Yesterday, The Joan Ganz Cooney Center at Sesame Workshop released a Print Book vs. E-Book Report concluding that: “Both the print and basic e-book elicited similar levels of content-related actions (e.g., labeling, pointing, and verbal elaboration of story features) from the children and parents.”
But, not all digital books are created equal. And the difference isn’t in quality of writing– which is certainly can be a difference – the big difference is the type of eBook, basic or enhanced. Basic eBooks tell a story accompanied with illustrations. Enhanced eBooks tell a story with interactive elements like pop-ups, sound effects, games, or animation.
The Print Books vs. E-Books Report revealed that: “Parent-child pairs engaged less with the content of the story when reading the enhanced e-book than when reading the print book.”
Now that is something to note. Sounds like then enhanced books aren't as good for comprehension and engagement with the story line.
As you ponder what this means for your family and your schools, this is what author/illustrators/cartoonists, Mo Willems said last year about enhanced digital books.

_ _ _ _

**Directive 1**
Rewrite the records from the line with "indicate the dark" up to and including the end of the records, replacing "one dot per instance" with "one point per occurrence" and leaving everything else unchanged.
The text and the records have no connection to each other.

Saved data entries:

_ _ _ _

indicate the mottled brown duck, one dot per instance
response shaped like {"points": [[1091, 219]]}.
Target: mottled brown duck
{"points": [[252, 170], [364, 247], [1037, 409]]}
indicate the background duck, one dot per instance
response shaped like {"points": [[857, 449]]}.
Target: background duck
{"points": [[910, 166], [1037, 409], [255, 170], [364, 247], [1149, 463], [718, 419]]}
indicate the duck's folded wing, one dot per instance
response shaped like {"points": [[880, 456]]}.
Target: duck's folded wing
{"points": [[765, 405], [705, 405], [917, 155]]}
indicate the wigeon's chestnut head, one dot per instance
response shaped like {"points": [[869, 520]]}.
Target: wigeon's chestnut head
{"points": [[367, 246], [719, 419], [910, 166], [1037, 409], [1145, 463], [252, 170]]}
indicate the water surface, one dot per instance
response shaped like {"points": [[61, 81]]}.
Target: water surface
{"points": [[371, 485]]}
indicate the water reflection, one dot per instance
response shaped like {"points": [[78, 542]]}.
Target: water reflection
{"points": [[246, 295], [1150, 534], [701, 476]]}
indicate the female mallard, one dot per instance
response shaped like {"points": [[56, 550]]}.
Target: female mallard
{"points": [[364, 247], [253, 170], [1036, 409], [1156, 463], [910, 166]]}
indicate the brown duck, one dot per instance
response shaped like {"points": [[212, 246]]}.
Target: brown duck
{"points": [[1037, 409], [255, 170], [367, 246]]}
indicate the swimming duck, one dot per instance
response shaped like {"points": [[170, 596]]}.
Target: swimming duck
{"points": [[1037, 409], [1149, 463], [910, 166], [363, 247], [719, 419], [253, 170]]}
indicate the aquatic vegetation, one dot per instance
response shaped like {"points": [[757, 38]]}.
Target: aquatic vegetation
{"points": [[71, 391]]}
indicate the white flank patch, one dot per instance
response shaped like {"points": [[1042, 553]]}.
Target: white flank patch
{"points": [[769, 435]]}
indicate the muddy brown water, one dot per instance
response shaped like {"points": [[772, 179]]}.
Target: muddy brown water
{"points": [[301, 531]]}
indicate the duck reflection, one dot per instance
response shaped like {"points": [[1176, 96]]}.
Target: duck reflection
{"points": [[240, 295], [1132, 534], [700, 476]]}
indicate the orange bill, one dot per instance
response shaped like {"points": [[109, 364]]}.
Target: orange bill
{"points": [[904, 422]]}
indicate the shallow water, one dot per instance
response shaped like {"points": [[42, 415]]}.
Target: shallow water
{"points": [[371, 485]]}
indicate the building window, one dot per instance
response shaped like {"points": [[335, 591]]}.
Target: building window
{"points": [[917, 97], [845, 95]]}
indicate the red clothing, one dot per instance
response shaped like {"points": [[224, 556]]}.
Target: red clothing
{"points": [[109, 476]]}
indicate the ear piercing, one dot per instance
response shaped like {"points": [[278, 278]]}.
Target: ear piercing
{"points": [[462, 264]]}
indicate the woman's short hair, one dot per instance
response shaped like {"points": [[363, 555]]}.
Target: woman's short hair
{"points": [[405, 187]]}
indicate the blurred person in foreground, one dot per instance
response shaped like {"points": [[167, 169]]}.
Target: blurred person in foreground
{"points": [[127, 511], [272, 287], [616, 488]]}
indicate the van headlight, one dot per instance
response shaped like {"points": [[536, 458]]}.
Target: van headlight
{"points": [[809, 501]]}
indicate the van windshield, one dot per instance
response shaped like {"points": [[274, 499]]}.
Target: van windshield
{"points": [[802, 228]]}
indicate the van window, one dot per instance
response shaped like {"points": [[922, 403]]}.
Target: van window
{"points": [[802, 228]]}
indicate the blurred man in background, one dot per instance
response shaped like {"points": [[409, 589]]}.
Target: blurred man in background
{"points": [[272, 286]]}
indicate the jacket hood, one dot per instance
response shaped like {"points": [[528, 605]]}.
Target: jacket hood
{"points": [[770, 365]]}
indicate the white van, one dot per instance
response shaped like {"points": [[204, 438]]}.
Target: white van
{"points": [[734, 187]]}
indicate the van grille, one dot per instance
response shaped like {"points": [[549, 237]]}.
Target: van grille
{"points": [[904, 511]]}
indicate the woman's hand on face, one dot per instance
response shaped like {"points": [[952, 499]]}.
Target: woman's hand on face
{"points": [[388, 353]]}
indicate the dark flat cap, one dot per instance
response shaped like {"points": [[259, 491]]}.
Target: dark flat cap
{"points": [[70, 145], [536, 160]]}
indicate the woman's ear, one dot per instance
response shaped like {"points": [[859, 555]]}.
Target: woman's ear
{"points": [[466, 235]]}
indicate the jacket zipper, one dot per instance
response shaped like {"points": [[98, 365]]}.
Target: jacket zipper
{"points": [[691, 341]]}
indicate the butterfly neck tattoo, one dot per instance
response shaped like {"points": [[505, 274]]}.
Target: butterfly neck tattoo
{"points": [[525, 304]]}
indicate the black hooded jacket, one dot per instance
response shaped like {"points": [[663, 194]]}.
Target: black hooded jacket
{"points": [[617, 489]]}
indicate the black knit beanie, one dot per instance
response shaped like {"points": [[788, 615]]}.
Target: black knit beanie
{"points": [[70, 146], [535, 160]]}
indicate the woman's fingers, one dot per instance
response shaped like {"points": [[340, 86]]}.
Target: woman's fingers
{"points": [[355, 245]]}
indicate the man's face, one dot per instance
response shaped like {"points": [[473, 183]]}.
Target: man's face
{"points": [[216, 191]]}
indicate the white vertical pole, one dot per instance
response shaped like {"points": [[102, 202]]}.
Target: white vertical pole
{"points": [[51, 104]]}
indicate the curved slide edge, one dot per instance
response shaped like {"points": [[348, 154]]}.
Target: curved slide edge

_ _ _ _

**Directive 2**
According to the e-book article, what interactive elements can enhanced eBooks include?

**Task result 1**
indicate the dark flat cap, one point per occurrence
response shaped like {"points": [[259, 491]]}.
Target: dark flat cap
{"points": [[70, 145], [536, 160]]}
indicate the woman's ear, one point per occurrence
response shaped like {"points": [[859, 555]]}.
Target: woman's ear
{"points": [[466, 235]]}
indicate the jacket zipper, one point per occurrence
response shaped like {"points": [[98, 365]]}.
Target: jacket zipper
{"points": [[691, 341]]}
indicate the butterfly neck tattoo, one point per occurrence
response shaped like {"points": [[505, 274]]}.
Target: butterfly neck tattoo
{"points": [[525, 304]]}
indicate the black hooded jacket, one point per occurrence
response shaped like {"points": [[663, 194]]}.
Target: black hooded jacket
{"points": [[617, 489]]}
indicate the black knit beanie, one point per occurrence
response shaped like {"points": [[788, 615]]}.
Target: black knit beanie
{"points": [[70, 146], [535, 160]]}
indicate the woman's fingers, one point per occurrence
response shaped like {"points": [[340, 86]]}.
Target: woman's fingers
{"points": [[355, 245]]}
indicate the man's face, one point per occurrence
response shaped like {"points": [[473, 183]]}.
Target: man's face
{"points": [[216, 191]]}
indicate the white vertical pole, one point per occurrence
response shaped like {"points": [[102, 202]]}.
Target: white vertical pole
{"points": [[51, 104]]}
indicate the curved slide edge, one point per occurrence
response shaped like {"points": [[348, 154]]}.
Target: curved slide edge

**Task result 2**
Pop-ups, sound effects, games, or animation.